BEGIN Data

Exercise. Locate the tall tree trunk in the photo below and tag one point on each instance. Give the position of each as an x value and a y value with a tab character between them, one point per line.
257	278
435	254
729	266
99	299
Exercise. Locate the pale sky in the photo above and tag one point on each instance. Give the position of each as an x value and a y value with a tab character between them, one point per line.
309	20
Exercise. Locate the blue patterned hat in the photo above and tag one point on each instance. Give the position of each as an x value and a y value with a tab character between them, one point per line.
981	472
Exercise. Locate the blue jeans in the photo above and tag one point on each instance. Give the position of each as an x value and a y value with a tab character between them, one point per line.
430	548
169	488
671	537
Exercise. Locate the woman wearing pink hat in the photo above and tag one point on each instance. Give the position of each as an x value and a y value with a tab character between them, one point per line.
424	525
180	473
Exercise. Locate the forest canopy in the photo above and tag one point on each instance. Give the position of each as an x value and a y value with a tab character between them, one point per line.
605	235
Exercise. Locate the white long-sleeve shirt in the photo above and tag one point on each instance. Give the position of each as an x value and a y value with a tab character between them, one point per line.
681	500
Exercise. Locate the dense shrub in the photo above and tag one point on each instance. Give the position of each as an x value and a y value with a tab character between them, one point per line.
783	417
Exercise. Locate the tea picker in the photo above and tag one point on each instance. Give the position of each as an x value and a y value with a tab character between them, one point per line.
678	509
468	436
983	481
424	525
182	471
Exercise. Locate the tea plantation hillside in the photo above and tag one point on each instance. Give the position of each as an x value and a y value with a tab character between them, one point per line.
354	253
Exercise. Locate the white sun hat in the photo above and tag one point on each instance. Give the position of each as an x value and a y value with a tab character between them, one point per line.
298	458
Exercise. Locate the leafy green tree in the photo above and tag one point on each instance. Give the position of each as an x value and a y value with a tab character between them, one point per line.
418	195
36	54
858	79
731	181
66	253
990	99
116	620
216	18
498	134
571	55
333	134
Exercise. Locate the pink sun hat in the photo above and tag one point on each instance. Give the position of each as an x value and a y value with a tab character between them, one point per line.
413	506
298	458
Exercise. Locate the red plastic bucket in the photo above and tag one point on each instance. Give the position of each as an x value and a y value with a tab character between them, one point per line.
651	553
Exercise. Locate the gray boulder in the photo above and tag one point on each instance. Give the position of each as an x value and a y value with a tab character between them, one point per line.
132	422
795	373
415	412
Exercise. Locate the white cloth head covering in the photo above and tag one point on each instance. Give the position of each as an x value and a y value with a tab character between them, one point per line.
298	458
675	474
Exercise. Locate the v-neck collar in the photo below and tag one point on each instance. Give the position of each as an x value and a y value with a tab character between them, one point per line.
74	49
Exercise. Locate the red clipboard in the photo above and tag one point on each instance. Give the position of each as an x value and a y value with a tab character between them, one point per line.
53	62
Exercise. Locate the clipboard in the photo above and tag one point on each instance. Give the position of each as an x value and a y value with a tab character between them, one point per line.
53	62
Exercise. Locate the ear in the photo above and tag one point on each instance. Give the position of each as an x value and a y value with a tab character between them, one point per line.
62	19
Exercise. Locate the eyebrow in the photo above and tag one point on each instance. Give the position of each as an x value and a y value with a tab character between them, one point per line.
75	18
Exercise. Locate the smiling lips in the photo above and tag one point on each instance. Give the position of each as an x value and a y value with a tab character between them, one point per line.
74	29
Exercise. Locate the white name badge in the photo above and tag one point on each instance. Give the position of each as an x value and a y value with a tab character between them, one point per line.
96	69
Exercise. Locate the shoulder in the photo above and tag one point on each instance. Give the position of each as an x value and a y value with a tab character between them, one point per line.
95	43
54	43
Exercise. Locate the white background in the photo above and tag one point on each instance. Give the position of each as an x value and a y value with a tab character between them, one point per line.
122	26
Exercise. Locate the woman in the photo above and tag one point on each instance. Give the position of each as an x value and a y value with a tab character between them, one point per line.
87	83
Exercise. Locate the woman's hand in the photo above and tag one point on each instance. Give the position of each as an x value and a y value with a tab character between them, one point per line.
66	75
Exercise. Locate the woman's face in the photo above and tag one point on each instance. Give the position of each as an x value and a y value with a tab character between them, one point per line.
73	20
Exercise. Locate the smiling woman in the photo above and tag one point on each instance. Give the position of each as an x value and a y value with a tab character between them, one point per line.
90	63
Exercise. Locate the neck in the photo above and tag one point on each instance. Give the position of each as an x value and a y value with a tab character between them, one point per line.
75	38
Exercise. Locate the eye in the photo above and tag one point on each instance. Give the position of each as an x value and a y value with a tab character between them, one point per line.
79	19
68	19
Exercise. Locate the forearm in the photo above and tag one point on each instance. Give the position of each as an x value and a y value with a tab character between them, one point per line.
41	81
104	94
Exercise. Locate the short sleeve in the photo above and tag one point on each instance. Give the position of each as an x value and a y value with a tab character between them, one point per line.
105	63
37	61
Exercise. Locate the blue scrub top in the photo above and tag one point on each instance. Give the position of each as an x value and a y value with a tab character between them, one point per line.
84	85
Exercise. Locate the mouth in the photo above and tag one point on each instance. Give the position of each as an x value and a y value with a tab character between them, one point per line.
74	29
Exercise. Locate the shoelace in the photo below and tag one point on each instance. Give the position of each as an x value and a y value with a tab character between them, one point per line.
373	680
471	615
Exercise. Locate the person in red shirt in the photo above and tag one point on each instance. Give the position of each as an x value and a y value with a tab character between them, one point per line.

END Data

▶ [Required action]
Return the entries above exactly as they appear.

▶ [Exercise answer]
Exercise. Locate the tall tree trunk in the photo below and tag one point on each instance. Give the position of each as an x value and a y value with a tab character between them, one point per line.
257	278
435	254
729	266
99	299
Exercise. Locate the pale sky in the photo above and tag one point on each instance. Give the position of each as an x value and a y value with a tab character between them, one point per line.
309	20
Exercise. Locate the blue patterned hat in the photo above and tag one point on each instance. Give the position of each as an x value and a y value with a tab character between them, one point per line.
981	472
Exercise. Locate the blue jeans in the photo above and tag one point on each instance. Give the position of each as an x value and a y value with a tab character between them, one point per line.
430	548
169	488
671	537
Exercise. Locate the woman wearing pink hat in the photo above and tag one point on each instance. Give the position of each as an x value and a y value with a tab character between them, one point per line.
424	525
180	473
Exercise. Locate the forest canopy in the photo above and tag one point on each instance. Give the position of each as an x value and a y value with a tab character between them, one point per line.
605	235
Exercise. Locate the white long-sleeve shirt in the photo above and tag one point on each instance. Give the position of each as an x value and a y value with a tab character between them, one point per line.
681	500
Exercise. Locate the dense shrub in the photo above and tag one point on each instance. Give the position of each as an x value and a y value with a tab character between them, one point per line.
783	417
Exercise. Locate the tea picker in the photo above and tag one point on each instance. Give the position of each as an x value and a y value with a tab character between them, one point per line.
678	509
468	436
983	481
424	525
182	471
Exercise. Locate the tea plantation hillside in the photo above and tag one point on each instance. Give the position of each as an x value and a y value with a tab character between them, one point per line.
354	253
Exercise. Locate the white sun hat in the photo above and tag one point on each instance. Give the position of each as an x value and a y value with a tab character between them, one point per line.
298	458
Exercise. Locate the leafy green tree in the photo above and tag one point on each instance. Give the position of each as an x value and a y value with a tab character between them, one point per line.
418	195
36	54
858	79
731	181
66	253
990	99
116	620
216	18
498	134
571	55
333	134
Exercise. Locate the pink sun hat in the photo above and tag one point on each instance. Give the position of each as an x value and a y value with a tab character between them, one point per line.
413	506
298	458
Exercise. Locate the red plastic bucket in the photo above and tag one point on each instance. Give the position of each as an x value and a y value with a tab character between them, one point per line.
651	553
Exercise. Locate the gray boulder in the photo above and tag one point on each instance. Give the position of each as an x value and a y value with a tab character between them, one point per line.
132	422
795	373
415	412
Exercise. Locate the white cloth head covering in the photo above and tag one point on each instance. Give the position of each as an x value and a y value with a tab character between them, one point per line.
298	458
675	474
Exercise. Locate the v-neck collar in the photo below and tag one point on each instance. Give the position of each as an x value and a y value with a tab character between them, one point per line.
74	49
Exercise. Locate the red clipboard in the photo above and tag one point on each instance. Give the position of each as an x value and a y value with a tab character between them, one point per line.
53	62
Exercise. Locate the clipboard in the photo above and tag one point on each instance. Give the position of each as an x value and a y value with a tab character between them, one point per line.
53	62
Exercise. Locate the ear in the photo above and tag one point on each instance. Give the position of each as an x value and a y value with a tab character between them, one point per line.
62	19
Exercise. Locate the eyebrow in the photo above and tag one point on each instance. Give the position of each as an x value and a y value with a tab character between them, one point per line.
75	18
Exercise. Locate the smiling lips in the photo above and tag one point on each instance. Give the position of each as an x value and a y value with a tab character between them, one point per line.
74	29
Exercise. Locate the white name badge in the photo above and tag one point on each instance. Give the position of each as an x value and a y value with a tab character between them, one point per line.
96	69
Exercise. Locate the shoulder in the photo above and tag one point on each instance. Give the position of each as an x value and a y value with a tab character between them, one point per line.
95	43
54	43
Exercise. Locate the white background in the photo above and tag one point on each instance. Give the position of each as an x value and a y value with a tab character between them, one point per line.
122	26
Exercise. Locate the woman in the photo above and tag one point on each instance. Give the position of each as an x value and a y value with a tab character between them, one point per line.
87	83
Exercise. Locate the woman's hand in the photo above and tag one point on each instance. Give the position of each as an x value and a y value with a tab character between them, one point per line.
66	75
Exercise. Locate the woman's face in the photo above and tag one point on each instance. Give the position of each as an x value and a y value with a tab character between them, one point per line.
73	20
Exercise. Locate the smiling woman in the photo above and tag one point on each instance. Give the position of each as an x value and a y value with a tab character between them, one point per line.
90	63
Exercise. Locate the neck in the photo above and tag one point on each instance. Give the position of each as an x value and a y value with a tab character between them, one point per line.
75	38
Exercise. Locate the eye in the photo above and tag one point on each instance. Give the position of each as an x value and a y value with a tab character between them, one point per line.
79	19
68	19
Exercise. Locate the forearm in the photo above and tag one point on each instance. Give the position of each as an x value and a y value with a tab character between them, one point per line.
41	81
104	94
Exercise. Locate the short sleeve in the photo above and tag one point on each instance. Give the position of each as an x value and a y value with a tab character between them, one point per line.
105	63
37	61
Exercise. Locate the blue scrub top in the photo above and tag one point on each instance. Give the position of each as an x value and a y value with a tab character between them, one point per line.
84	85
Exercise. Locate the mouth in the photo above and tag one point on each instance. Give the position of each as an x value and a y value with a tab character between them, one point per line.
74	29
Exercise. Locate the shoelace in the photo below and tag one point on each instance. Give the position of each as an x value and a y value with a tab character between them, one point per line.
373	680
471	615
Exercise. Locate the person in red shirt in the photo above and tag one point on each instance. Give the position of each as an x value and a y value with a tab character between them, one point per line.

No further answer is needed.